__What you should do__. Even where a line looks wrong, copy it exactly and include every entry.

__Given records__.
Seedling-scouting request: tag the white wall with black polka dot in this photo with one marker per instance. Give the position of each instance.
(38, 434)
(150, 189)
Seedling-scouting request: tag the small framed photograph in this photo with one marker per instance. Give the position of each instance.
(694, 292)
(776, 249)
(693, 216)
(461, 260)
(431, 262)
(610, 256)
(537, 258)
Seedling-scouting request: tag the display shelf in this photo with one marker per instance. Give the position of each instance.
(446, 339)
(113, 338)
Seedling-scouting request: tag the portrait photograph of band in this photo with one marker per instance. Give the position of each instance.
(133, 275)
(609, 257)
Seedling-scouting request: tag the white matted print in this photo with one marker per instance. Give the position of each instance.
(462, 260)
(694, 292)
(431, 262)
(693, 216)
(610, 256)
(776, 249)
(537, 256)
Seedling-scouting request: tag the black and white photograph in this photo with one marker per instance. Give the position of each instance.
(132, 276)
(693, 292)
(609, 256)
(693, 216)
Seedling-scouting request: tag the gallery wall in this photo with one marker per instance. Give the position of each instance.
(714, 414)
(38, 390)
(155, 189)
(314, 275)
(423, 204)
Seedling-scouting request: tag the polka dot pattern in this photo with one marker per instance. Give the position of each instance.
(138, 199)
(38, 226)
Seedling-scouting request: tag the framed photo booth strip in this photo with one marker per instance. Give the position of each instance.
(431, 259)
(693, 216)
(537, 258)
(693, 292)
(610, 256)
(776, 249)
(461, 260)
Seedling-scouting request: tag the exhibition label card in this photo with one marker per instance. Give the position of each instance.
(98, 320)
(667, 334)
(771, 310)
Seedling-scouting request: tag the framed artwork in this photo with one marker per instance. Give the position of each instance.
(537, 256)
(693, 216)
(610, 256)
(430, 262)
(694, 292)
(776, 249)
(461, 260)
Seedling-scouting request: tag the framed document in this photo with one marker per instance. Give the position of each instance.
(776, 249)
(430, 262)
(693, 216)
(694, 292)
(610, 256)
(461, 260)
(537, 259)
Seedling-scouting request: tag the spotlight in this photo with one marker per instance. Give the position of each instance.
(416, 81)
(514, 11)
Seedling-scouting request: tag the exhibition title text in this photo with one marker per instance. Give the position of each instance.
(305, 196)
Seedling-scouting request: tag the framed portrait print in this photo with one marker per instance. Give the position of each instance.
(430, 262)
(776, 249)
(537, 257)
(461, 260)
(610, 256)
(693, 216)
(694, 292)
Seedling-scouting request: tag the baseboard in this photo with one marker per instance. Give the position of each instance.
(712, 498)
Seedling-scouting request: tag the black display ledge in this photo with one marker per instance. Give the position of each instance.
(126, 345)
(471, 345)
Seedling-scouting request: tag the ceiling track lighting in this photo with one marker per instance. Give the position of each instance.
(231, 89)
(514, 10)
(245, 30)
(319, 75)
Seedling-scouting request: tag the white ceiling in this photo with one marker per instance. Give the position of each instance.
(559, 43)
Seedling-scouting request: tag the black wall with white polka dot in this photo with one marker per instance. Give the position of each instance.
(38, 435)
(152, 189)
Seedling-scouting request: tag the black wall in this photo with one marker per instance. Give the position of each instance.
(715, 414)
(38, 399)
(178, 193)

__Output of the exercise__.
Seedling-scouting request: tag the white wall with black polka dot in this photo with one marker per instance. Give the position of each instance.
(38, 434)
(150, 189)
Seedling-scouting request: tag the small framed photograph in this photo with one marker per instance. Give the position of each instance.
(694, 292)
(776, 249)
(693, 216)
(461, 260)
(431, 262)
(610, 256)
(537, 258)
Seedling-scouting request: tag the display shelf in this photo with one marker per instance. Give the position of each instance.
(446, 339)
(113, 338)
Seedling-scouting request: tag the portrait photograph of band in this photo with one marker per instance. Give the position of each instance.
(133, 275)
(609, 257)
Seedling-scouting request: tag the white matted print in this photo with one marker per instance. Give the position of each instance.
(462, 260)
(694, 292)
(431, 262)
(693, 216)
(610, 256)
(776, 249)
(537, 256)
Seedling-scouting request: tag the black and white photograph in this photo with one marker per instance. Give the position of each instance.
(132, 276)
(693, 292)
(609, 256)
(693, 216)
Seedling-scouting request: tag the gallery wall in this photo with one marker per instance. Give the position of each instance.
(714, 414)
(38, 390)
(155, 189)
(314, 275)
(423, 204)
Seedling-scouting request: tag the polka dot pattern in this photo with one marker per instance. Give the position of each instance.
(138, 199)
(38, 226)
Seedling-scouting request: tag the framed photo booth strip in this photo with one marker per instance. Give the position of each instance.
(431, 259)
(693, 216)
(537, 258)
(693, 292)
(610, 256)
(776, 249)
(461, 260)
Seedling-scouting request: tag the exhibition label card in this photo with one marker per instance. Give the position of each instance.
(98, 320)
(667, 334)
(771, 310)
Seedling-scouting request: tag the framed artwork in this photo with one marker per instance. Give the position of each instance.
(537, 256)
(693, 216)
(610, 256)
(430, 262)
(694, 292)
(776, 249)
(461, 260)
Seedling-scouting request: tag the framed document in this photo with one marker per instance. Give the position of each instance.
(776, 249)
(430, 262)
(693, 216)
(694, 292)
(610, 256)
(461, 260)
(537, 259)
Seedling-scouting request: tag the spotlight in this photo with one marker per instance. Give the position of each instance.
(416, 81)
(514, 11)
Seedling-scouting request: tag the exhibition title text in this photo with one marker per instance. Give the position of each instance.
(305, 196)
Seedling-scouting request: tag the framed portrait print in this photo with one marker per instance. Give the position of each instance.
(430, 262)
(776, 249)
(537, 257)
(461, 260)
(610, 256)
(693, 216)
(694, 292)
Seedling-scouting request: tag the baseboard in this photo with one marker per instance. Give the position of each instance.
(712, 498)
Seedling-scouting request: tag the black display ledge in this photo with one marker per instance. Give the position of each instance.
(126, 345)
(471, 345)
Seedling-scouting request: tag the ceiling track lighting in this photo with one marker per instance. Give the position of each instance.
(231, 89)
(514, 10)
(245, 30)
(319, 75)
Seedling-scouting request: tag the white ceiling in this photo with one marker per instance. Give the position of each instance.
(559, 43)
Seedling-scouting request: tag the black wall with white polka dot in this photo with one marker per instance. Give the position of each instance.
(38, 435)
(152, 189)
Seedling-scouting request: tag the black wall in this photo with one marker per instance. Give the position of each instance.
(715, 414)
(38, 399)
(178, 193)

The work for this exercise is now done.